## Problem to solve
Please pull out every line of the records below that contains the word "ornate", matching case exactly.

==== Record set

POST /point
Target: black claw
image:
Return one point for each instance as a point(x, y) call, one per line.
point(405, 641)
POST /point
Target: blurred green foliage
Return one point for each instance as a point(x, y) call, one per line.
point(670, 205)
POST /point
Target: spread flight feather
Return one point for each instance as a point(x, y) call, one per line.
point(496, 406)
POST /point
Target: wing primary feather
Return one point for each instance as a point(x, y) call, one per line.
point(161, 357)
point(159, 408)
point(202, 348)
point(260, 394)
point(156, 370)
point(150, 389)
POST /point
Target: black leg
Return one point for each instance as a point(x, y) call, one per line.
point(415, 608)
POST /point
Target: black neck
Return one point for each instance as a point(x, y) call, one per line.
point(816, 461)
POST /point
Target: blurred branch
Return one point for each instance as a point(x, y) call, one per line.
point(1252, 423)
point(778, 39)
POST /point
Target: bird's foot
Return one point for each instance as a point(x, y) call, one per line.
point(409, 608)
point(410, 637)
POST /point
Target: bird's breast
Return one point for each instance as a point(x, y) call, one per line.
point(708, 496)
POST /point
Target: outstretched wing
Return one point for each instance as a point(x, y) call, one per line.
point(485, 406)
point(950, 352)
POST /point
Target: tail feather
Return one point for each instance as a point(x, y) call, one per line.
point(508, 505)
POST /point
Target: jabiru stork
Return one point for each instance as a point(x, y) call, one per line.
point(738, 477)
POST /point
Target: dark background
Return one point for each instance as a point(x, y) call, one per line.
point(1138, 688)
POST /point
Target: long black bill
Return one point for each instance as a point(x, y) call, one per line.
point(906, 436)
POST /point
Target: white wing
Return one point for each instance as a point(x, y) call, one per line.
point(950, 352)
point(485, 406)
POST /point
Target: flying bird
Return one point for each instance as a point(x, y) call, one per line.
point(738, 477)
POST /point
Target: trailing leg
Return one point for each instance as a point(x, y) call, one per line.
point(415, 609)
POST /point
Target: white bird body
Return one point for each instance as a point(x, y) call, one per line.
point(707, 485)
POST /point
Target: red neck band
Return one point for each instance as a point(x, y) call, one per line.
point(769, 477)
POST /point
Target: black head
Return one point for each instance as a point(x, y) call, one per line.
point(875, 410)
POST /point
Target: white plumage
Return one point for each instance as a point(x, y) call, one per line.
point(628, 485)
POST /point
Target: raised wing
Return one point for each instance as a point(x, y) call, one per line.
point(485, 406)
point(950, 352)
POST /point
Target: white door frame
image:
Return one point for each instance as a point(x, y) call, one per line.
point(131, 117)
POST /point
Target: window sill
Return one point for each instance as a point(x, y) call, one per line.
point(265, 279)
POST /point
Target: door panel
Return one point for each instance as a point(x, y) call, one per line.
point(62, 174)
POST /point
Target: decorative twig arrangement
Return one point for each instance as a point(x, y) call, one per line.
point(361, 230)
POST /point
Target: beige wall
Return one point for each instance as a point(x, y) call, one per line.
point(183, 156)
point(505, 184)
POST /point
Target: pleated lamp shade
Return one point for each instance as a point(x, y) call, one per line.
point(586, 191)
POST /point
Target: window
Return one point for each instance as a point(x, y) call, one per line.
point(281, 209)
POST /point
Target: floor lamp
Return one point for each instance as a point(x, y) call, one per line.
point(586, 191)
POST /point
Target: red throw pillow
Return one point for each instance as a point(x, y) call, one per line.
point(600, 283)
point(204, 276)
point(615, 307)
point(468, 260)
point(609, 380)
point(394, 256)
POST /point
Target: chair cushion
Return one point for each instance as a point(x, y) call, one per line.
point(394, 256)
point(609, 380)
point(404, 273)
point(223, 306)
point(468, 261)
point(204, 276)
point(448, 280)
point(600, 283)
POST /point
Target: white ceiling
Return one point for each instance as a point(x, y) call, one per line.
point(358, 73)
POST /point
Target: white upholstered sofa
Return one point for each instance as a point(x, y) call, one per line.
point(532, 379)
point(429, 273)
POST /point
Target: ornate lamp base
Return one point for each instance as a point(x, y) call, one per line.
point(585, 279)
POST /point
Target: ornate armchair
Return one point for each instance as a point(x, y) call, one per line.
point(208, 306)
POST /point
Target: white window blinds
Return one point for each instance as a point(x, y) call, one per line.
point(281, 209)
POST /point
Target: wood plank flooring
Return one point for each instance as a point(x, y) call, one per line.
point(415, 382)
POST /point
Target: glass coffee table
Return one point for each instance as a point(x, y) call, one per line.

========

## Response to this task
Target: ornate lamp base
Target: ornate armchair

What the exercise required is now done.